• [Текст для чтения]
.....
Нужно сказать, что Караджале лихорадило накануне каждой постановки его пьес. Причину следует искать не только в чувствах, свойственных каждому драматургу. Караджале хотел создать и свою школу игры. Он был театралом, как говорят, «с головы до ног», человеком, который, начав свое ученичество в театре суфлером, прошел все ступени театральной лестницы. Даже читку своих пьес он превращал в спектакль, о котором долго потом вспоминали его слушатели. А его вмешательство в процесс постановки своих пьес привело к созданию театрального стиля Караджале, оставившего глубокий след в истории румынского театра.

В начале декабря 1884 года, после постановки «Потерянного письма» в Яссах, куда Караджале так и не попал, его друг Александру Влахуца, присутствовавший на премьере, сообщил ему, что пьеса «ужасно плохо сыграна». У Влахуца была возможность сравнения — он видел бухарестскую премьеру, которую фактически подготовил сам Караджале.
.....
• [Фрагменты записей]
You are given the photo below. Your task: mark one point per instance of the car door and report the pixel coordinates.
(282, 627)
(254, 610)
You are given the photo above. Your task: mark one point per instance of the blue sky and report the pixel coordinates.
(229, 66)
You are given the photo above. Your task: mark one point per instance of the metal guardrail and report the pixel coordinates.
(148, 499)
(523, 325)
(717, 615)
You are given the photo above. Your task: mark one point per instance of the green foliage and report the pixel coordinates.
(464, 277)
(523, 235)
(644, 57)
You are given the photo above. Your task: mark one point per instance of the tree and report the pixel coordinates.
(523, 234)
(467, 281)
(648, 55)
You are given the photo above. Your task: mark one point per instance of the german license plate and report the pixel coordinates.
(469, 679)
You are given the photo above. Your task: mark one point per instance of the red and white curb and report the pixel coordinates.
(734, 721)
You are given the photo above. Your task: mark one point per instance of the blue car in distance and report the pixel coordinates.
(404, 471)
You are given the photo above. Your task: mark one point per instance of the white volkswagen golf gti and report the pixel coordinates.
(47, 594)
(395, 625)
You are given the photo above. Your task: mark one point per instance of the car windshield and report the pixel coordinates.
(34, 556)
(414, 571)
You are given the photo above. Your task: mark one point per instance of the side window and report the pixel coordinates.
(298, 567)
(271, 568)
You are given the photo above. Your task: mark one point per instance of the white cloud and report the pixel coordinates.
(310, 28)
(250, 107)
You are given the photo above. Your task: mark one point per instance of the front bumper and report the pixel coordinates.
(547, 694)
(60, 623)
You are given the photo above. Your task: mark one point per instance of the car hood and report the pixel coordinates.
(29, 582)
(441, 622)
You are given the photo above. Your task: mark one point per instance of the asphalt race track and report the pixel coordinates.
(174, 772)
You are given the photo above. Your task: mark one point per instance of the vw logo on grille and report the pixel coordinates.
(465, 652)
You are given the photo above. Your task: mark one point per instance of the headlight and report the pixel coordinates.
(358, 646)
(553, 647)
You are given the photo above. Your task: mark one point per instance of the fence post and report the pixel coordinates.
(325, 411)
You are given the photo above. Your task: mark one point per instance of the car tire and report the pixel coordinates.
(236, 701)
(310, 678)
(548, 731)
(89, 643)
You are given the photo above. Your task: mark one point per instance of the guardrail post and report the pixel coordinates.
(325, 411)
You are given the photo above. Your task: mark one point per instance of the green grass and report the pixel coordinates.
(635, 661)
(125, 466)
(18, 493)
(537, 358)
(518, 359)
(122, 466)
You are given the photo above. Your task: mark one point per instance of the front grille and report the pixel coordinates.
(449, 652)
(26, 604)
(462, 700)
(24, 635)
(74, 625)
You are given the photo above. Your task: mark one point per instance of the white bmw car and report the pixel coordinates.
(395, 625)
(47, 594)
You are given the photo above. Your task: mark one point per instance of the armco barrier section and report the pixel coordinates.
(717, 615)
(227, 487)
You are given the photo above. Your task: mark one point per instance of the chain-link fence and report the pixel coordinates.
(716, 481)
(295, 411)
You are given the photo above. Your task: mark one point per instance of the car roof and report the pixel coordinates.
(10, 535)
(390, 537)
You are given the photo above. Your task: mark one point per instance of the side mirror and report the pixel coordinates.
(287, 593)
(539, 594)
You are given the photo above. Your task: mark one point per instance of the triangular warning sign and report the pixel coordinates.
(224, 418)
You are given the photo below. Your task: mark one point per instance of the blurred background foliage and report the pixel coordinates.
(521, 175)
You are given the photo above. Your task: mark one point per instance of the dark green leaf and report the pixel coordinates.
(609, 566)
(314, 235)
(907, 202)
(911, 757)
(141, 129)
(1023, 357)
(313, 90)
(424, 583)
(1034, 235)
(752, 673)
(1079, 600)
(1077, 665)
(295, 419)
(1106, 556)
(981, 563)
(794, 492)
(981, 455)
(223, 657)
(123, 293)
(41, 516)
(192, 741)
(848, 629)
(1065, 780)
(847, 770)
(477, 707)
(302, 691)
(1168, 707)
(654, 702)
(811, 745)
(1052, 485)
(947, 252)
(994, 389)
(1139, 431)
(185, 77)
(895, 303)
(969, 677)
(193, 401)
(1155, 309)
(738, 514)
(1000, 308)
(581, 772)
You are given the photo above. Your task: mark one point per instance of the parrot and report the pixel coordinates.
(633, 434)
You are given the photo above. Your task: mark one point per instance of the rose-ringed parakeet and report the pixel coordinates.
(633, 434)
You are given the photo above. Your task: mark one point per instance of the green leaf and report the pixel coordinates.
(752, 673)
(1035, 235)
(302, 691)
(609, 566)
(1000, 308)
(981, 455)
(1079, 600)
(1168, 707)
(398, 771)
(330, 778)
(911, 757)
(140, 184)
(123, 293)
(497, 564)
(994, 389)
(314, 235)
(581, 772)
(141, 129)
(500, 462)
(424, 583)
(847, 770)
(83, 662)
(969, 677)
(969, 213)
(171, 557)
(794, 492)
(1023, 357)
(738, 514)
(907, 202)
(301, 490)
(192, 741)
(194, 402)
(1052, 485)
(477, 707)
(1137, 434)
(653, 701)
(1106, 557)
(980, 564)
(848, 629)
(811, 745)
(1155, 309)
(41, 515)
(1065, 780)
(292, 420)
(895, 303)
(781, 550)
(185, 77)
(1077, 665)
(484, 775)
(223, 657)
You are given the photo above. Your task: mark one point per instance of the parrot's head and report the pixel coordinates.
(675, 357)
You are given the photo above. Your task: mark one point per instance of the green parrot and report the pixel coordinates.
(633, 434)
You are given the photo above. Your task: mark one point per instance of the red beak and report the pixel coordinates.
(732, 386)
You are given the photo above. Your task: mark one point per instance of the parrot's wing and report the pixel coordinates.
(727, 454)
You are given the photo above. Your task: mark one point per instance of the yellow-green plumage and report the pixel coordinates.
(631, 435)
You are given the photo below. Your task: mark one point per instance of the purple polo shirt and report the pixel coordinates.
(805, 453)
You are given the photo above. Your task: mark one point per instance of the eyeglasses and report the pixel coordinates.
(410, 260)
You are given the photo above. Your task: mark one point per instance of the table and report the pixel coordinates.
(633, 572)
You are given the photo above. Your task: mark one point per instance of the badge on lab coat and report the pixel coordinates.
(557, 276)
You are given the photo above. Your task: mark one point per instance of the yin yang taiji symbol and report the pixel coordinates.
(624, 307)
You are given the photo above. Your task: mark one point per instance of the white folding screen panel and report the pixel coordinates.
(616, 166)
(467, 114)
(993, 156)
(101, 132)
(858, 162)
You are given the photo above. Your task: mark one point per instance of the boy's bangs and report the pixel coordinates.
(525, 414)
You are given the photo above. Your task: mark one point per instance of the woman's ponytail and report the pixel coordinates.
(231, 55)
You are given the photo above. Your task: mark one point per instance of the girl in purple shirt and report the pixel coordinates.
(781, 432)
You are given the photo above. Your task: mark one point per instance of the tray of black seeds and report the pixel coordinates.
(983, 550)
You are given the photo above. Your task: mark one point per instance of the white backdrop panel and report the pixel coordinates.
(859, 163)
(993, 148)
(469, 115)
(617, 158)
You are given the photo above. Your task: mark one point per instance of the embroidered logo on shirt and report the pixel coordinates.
.....
• [Над чем работать]
1. Процитируйте текст о Караджале, начиная со слов «Нужно сказать, что» и заканчивая словами «истории румынского театра.».
2. Обновите строки записей, начиная со строки, содержащей «bangs and report the pixel coordinates.», и заканчивая концом записей, заменив «report» на «give» и не меняя больше ничего. Выведите только эти строки.

• [Ответы ниже]
1.
Нужно сказать, что Караджале лихорадило накануне каждой постановки его пьес. Причину следует искать не только в чувствах, свойственных каждому драматургу. Караджале хотел создать и свою школу игры. Он был театралом, как говорят, «с головы до ног», человеком, который, начав свое ученичество в театре суфлером, прошел все ступени театральной лестницы. Даже читку своих пьес он превращал в спектакль, о котором долго потом вспоминали его слушатели. А его вмешательство в процесс постановки своих пьес привело к созданию театрального стиля Караджале, оставившего глубокий след в истории румынского театра.

2.
You are given the photo above. Your task: mark one point per instance of the boy's bangs and give the pixel coordinates.
(525, 414)
You are given the photo above. Your task: mark one point per instance of the woman's ponytail and give the pixel coordinates.
(231, 55)
You are given the photo above. Your task: mark one point per instance of the girl in purple shirt and give the pixel coordinates.
(781, 432)
You are given the photo above. Your task: mark one point per instance of the tray of black seeds and give the pixel coordinates.
(983, 550)
You are given the photo above. Your task: mark one point per instance of the white backdrop panel and give the pixel coordinates.
(859, 163)
(993, 148)
(469, 115)
(617, 158)
You are given the photo above. Your task: mark one point per instance of the embroidered logo on shirt and give the pixel coordinates.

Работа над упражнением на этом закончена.